**Tasks to complete:**
a) Reproduce the passage of the study excerpt word for word. Begin at the words that have "The analysis was" and stop after "TAVR plus PCI.".
b) For each statement below, say yes or no according to the study excerpt, and quote the words that decide it. (i) Nine of the eleven included studies were retrospective. (ii) The inclusion criteria required a sample size of at least 50 patients. (iii) The TAVR-alone group contained 3,917 patients.
c) List every outcome of interest named in the study excerpt.

Study rationale and design

The analysis was prompted by variation in practice patterns around the use of PCI concomitant with TAVR. “Coronary artery disease [CAD] is prevalent among patients undergoing TAVR,” explains Dr. Kalra, “so we wanted to investigate whether PCI prior to or concurrent with TAVR translates to improvements in hard outcomes or poses additional risks.”

He and fellow researchers from Cleveland Clinic and several other U.S. centers conducted a systematic literature review and meta-analysis — following PRISMA and Cochrane Collaboration guidelines — to identify all published prospective or retrospective studies that included adults undergoing TAVR for severe aortic stenosis with a prior history of CAD. Further inclusion criteria were a sample size greater than 100 and prespecified intervention groups comparing TAVR alone and TAVR plus PCI.

Outcomes of interest were 30-day and one-year all-cause mortality; stroke; myocardial infarction; and acute kidney injury.

Pooled findings from 5,100+ patients across 11 studies

Eleven studies comprising 5,188 patients met the inclusion criteria; nine were retrospective and two were prospective cohort studies. PCI was performed prior to TAVR in five studies, concurrent with TAVR in one study, and either concurrent with or prior to TAVR in five studies. Of the 5,188 patients, 1,271 were included in the TAVR + PCI group and 3,917 in the TAVR-alone group. The groups were highly comparable in terms of patient age and sex.

**Dataset content:**
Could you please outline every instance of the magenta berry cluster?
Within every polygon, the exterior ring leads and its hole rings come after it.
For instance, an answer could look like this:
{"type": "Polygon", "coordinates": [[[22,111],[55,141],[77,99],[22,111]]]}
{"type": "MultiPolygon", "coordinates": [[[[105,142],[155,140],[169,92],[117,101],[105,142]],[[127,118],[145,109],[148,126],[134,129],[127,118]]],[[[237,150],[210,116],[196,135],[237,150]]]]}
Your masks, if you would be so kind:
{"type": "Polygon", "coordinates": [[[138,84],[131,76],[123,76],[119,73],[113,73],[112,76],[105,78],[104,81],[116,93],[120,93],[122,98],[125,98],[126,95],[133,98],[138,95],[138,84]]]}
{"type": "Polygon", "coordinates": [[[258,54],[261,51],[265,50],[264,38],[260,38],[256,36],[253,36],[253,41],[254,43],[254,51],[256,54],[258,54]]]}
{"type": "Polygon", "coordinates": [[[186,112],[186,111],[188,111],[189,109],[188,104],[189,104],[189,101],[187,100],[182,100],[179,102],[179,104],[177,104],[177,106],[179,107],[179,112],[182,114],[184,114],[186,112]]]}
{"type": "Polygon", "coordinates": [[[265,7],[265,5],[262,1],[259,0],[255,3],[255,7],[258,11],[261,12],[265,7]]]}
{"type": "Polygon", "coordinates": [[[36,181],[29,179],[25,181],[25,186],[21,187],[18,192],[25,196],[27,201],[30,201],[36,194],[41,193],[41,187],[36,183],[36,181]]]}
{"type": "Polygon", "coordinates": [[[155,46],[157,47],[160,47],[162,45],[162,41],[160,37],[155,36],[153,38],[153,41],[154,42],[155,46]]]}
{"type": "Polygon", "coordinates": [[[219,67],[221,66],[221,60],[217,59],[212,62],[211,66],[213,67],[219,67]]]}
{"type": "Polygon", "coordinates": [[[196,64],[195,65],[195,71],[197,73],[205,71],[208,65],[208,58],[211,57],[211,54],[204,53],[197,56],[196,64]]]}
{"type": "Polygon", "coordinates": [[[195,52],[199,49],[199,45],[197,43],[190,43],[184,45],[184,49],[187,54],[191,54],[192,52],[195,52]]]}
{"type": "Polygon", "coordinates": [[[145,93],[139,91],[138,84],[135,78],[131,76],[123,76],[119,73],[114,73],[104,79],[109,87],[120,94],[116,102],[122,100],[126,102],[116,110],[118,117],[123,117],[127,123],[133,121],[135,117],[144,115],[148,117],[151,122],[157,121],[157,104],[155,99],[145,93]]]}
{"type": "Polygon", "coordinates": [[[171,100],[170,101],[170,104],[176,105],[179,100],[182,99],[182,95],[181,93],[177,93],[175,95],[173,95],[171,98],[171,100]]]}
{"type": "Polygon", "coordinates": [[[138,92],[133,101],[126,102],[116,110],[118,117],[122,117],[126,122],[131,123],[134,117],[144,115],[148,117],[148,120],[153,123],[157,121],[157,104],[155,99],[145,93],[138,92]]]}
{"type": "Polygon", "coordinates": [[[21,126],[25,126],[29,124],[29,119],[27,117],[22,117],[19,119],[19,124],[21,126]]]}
==
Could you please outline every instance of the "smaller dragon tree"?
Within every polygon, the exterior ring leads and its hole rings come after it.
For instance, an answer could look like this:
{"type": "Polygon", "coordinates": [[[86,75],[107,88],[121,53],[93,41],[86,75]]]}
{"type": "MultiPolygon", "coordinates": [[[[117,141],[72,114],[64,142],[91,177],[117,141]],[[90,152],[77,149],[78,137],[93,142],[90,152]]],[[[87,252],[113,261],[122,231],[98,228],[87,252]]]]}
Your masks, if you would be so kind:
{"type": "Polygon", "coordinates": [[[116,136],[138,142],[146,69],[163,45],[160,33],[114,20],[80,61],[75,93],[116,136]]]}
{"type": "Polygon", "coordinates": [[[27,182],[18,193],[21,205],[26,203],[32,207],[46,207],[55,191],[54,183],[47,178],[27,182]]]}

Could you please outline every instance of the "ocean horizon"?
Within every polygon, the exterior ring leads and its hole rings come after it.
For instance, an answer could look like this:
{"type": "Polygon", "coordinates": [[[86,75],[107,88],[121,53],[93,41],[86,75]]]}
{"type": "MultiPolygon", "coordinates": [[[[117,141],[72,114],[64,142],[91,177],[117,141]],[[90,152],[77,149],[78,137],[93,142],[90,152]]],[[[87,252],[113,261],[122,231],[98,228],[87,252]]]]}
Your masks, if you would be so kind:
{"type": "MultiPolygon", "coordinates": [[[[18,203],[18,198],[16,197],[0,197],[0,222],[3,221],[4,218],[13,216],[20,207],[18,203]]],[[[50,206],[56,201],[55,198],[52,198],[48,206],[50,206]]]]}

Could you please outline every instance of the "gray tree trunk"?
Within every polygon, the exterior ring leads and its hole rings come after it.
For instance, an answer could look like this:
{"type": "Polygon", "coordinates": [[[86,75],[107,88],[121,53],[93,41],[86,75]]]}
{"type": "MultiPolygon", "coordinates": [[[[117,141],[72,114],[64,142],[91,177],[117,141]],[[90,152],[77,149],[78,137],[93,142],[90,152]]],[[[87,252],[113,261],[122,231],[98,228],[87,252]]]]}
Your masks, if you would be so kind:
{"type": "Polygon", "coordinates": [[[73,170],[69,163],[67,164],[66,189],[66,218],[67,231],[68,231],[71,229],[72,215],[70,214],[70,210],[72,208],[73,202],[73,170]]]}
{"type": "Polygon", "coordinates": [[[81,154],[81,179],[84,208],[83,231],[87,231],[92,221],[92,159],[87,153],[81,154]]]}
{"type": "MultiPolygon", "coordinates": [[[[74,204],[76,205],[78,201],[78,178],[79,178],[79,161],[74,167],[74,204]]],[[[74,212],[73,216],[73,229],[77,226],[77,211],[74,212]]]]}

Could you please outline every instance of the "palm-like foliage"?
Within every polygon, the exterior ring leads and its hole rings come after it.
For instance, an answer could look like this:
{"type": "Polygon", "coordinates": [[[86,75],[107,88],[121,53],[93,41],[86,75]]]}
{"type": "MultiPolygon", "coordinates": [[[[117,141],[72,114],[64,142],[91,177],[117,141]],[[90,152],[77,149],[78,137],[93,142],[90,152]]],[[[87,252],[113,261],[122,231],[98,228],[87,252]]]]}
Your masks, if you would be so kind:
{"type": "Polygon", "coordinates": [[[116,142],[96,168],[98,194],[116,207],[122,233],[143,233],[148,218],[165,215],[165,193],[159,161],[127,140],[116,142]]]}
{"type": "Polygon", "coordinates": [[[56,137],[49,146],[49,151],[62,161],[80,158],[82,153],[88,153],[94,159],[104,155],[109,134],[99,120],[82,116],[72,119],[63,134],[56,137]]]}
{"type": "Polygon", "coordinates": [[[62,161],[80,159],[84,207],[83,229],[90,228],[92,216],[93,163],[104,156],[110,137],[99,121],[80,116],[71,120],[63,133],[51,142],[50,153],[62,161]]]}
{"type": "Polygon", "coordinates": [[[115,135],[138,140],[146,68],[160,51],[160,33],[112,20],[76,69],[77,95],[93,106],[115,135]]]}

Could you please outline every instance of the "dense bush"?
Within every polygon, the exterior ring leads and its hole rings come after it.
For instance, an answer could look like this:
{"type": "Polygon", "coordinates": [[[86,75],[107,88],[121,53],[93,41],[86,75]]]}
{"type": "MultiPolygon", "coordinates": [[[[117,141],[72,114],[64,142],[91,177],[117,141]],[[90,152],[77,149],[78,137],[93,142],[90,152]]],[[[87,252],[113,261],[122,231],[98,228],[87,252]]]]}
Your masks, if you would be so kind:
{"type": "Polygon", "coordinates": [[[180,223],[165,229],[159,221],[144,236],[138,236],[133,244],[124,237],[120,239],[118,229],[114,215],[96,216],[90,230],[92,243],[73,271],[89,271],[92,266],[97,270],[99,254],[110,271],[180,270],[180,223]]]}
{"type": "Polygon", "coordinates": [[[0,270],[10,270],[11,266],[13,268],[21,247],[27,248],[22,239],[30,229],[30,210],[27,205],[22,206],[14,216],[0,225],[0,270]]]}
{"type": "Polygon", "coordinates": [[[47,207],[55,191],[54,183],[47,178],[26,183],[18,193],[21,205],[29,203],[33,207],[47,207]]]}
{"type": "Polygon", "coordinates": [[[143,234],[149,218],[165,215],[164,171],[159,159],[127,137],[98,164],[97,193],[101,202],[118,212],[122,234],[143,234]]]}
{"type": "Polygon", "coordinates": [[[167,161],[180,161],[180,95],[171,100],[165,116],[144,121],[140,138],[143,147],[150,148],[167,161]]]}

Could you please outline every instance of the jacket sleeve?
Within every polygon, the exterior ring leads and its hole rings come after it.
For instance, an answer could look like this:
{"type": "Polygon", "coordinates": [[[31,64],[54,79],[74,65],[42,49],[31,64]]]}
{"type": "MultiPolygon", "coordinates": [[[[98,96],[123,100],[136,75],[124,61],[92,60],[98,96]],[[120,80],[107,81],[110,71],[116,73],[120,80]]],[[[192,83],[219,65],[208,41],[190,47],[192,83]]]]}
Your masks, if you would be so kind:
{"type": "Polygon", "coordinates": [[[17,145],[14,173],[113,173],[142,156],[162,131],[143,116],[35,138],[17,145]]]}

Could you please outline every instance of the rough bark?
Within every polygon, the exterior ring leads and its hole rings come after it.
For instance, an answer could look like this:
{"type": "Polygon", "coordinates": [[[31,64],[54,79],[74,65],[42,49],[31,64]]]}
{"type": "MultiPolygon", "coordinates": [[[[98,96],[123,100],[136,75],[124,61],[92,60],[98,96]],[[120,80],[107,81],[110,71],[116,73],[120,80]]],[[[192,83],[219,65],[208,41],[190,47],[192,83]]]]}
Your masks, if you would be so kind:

**Answers to the exercises:**
a)
The analysis was prompted by variation in practice patterns around the use of PCI concomitant with TAVR. “Coronary artery disease [CAD] is prevalent among patients undergoing TAVR,” explains Dr. Kalra, “so we wanted to investigate whether PCI prior to or concurrent with TAVR translates to improvements in hard outcomes or poses additional risks.”

He and fellow researchers from Cleveland Clinic and several other U.S. centers conducted a systematic literature review and meta-analysis — following PRISMA and Cochrane Collaboration guidelines — to identify all published prospective or retrospective studies that included adults undergoing TAVR for severe aortic stenosis with a prior history of CAD. Further inclusion criteria were a sample size greater than 100 and prespecified intervention groups comparing TAVR alone and TAVR plus PCI.

b)
(i) Yes: "nine were retrospective and two were prospective cohort studies"
(ii) No: "a sample size greater than 100"
(iii) Yes: "3,917 in the TAVR-alone group"

c)
30-day and one-year all-cause mortality
stroke
myocardial infarction
acute kidney injury